# Stated task
Reproduce verbatim the stretch from the line containing "tag=white road marking action=locate" through the final line of the entries, both ends included. Leave the pictures out.
========================================================================
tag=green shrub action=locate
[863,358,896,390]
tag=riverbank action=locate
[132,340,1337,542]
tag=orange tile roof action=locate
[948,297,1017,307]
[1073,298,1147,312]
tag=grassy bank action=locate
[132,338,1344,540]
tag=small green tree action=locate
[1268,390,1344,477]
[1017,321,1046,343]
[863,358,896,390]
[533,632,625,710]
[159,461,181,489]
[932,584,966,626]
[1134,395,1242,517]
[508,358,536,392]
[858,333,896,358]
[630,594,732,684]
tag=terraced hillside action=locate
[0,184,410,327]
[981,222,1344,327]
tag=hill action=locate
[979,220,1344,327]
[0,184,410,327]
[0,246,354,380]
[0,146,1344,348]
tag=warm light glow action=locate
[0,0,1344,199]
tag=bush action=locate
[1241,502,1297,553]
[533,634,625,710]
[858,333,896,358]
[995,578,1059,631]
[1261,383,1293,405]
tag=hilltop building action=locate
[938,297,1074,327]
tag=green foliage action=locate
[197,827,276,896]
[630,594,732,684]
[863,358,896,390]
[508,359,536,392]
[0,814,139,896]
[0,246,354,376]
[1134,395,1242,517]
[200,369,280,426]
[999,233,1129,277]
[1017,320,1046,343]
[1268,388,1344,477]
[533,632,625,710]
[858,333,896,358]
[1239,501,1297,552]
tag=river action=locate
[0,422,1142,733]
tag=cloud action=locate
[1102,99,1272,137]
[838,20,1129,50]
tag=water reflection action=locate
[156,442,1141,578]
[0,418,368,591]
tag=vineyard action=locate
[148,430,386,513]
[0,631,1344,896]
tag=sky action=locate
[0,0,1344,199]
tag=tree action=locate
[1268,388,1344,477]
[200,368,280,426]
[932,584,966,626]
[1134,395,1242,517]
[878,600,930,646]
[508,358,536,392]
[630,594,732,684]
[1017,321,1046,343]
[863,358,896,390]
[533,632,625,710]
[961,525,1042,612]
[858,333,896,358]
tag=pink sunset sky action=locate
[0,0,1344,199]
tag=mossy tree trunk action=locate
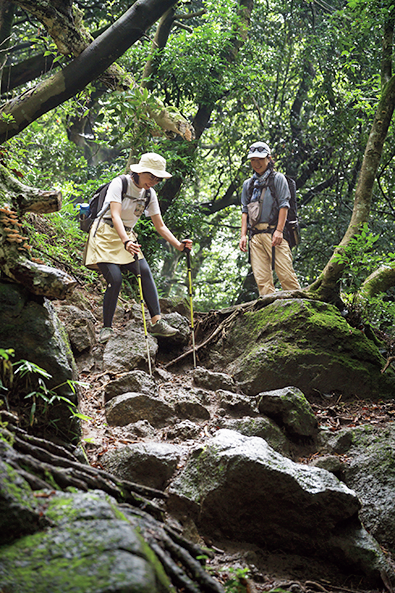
[307,7,395,302]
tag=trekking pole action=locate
[134,253,152,377]
[184,246,196,369]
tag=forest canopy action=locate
[0,0,395,328]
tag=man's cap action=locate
[247,142,270,159]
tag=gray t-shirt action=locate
[241,172,291,227]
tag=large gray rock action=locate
[0,491,172,593]
[169,430,387,579]
[0,281,80,439]
[106,393,174,427]
[257,387,318,437]
[193,367,237,391]
[220,416,290,457]
[343,424,395,551]
[100,442,185,490]
[104,370,157,403]
[216,389,258,416]
[56,305,96,356]
[206,299,395,398]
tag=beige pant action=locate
[250,225,300,296]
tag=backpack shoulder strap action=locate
[144,189,151,210]
[120,175,129,200]
[267,171,277,202]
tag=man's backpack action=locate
[268,173,301,249]
[79,175,151,233]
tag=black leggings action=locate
[97,259,160,327]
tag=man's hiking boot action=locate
[149,319,178,338]
[99,327,114,344]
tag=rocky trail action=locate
[59,290,395,593]
[0,284,395,593]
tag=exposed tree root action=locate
[0,412,224,593]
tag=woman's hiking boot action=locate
[99,327,114,344]
[149,319,178,338]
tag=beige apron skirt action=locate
[83,220,144,270]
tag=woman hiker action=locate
[239,142,300,296]
[85,152,192,343]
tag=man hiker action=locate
[239,142,300,296]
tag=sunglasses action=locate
[250,146,267,152]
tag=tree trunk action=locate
[160,0,253,213]
[0,0,14,82]
[307,76,395,302]
[357,262,395,299]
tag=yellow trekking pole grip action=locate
[134,253,152,377]
[184,246,196,369]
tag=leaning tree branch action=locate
[0,0,193,143]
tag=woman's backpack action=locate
[79,175,151,233]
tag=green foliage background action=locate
[6,0,395,330]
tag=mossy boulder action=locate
[0,491,172,593]
[206,299,395,398]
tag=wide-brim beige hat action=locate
[130,152,172,179]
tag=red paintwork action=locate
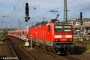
[8,22,73,42]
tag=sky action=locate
[0,0,90,28]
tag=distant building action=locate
[68,18,90,34]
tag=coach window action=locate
[48,26,50,32]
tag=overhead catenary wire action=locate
[32,0,77,18]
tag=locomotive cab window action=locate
[48,26,50,32]
[64,26,72,31]
[54,26,63,32]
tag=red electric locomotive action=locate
[27,21,74,54]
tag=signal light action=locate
[25,3,29,17]
[25,17,30,22]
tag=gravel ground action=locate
[0,40,15,60]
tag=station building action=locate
[68,18,90,34]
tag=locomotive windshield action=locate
[54,26,71,32]
[64,26,71,31]
[55,26,63,32]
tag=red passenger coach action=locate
[28,22,74,53]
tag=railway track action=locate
[4,35,89,60]
[8,39,35,60]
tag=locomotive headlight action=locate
[69,39,72,41]
[66,35,72,38]
[54,35,62,38]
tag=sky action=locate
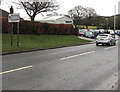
[0,0,120,18]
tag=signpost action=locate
[8,13,20,46]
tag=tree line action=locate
[0,0,120,29]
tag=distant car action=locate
[108,30,114,34]
[116,30,120,36]
[85,31,94,38]
[96,34,116,46]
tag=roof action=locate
[41,15,70,20]
[0,9,9,17]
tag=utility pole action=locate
[114,5,116,37]
[10,6,14,46]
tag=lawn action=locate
[2,34,90,53]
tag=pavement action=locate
[0,43,118,90]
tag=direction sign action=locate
[8,13,20,22]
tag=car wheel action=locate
[114,42,116,46]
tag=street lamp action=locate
[114,5,116,37]
[106,18,108,30]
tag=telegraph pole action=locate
[114,5,116,37]
[10,6,14,46]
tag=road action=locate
[0,43,118,90]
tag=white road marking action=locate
[0,66,33,75]
[60,51,95,60]
[104,46,116,50]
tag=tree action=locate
[17,0,59,21]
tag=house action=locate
[0,9,9,17]
[37,15,73,24]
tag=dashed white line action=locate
[104,46,116,50]
[0,66,33,75]
[60,51,95,60]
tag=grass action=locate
[2,34,90,53]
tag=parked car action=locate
[96,34,116,46]
[85,31,94,38]
[93,30,101,38]
[116,30,120,36]
[108,30,114,34]
[79,29,87,36]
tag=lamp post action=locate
[114,5,116,37]
[106,18,108,30]
[10,6,14,46]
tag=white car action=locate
[96,34,116,46]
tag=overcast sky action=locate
[0,0,120,17]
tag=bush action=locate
[0,18,77,35]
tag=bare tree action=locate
[17,0,59,21]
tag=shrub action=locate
[0,18,77,35]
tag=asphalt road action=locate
[0,41,118,90]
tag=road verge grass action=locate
[2,34,90,53]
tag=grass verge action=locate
[2,34,90,53]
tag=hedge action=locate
[0,17,78,35]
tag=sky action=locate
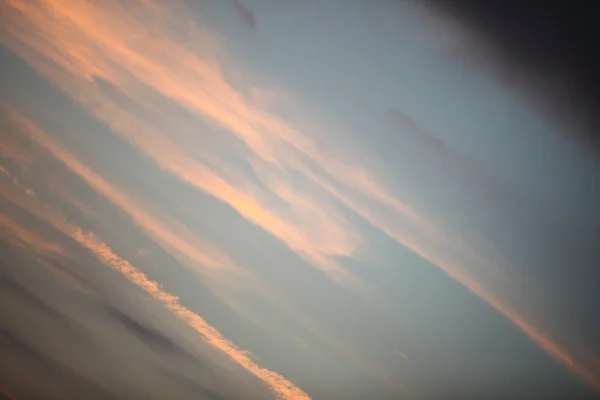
[0,0,600,400]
========================================================================
# Solution to the problem
tag=white road marking action=locate
[0,66,33,75]
[60,51,95,60]
[104,46,116,50]
tag=tree action=locate
[17,0,59,21]
tag=house action=locate
[0,9,9,17]
[37,15,73,24]
tag=dashed white line action=locate
[104,46,116,50]
[0,66,33,75]
[60,51,95,60]
tag=grass action=locate
[2,34,90,53]
tag=parked car action=locate
[96,34,116,46]
[85,31,94,38]
[93,30,101,38]
[116,30,120,36]
[108,30,114,34]
[79,29,87,36]
tag=lamp post action=locate
[114,5,116,37]
[106,18,108,30]
[10,6,14,46]
tag=white car action=locate
[96,34,116,46]
tag=overcast sky action=locate
[0,0,120,17]
tag=bush action=locate
[0,18,77,35]
tag=bare tree action=locate
[17,0,59,21]
tag=shrub action=locate
[0,18,77,35]
tag=asphalt road action=locate
[0,41,118,90]
tag=road verge grass action=locate
[2,34,90,53]
tag=grass verge action=locate
[2,34,90,53]
tag=hedge action=locate
[0,17,78,35]
tag=sky action=locate
[0,0,600,400]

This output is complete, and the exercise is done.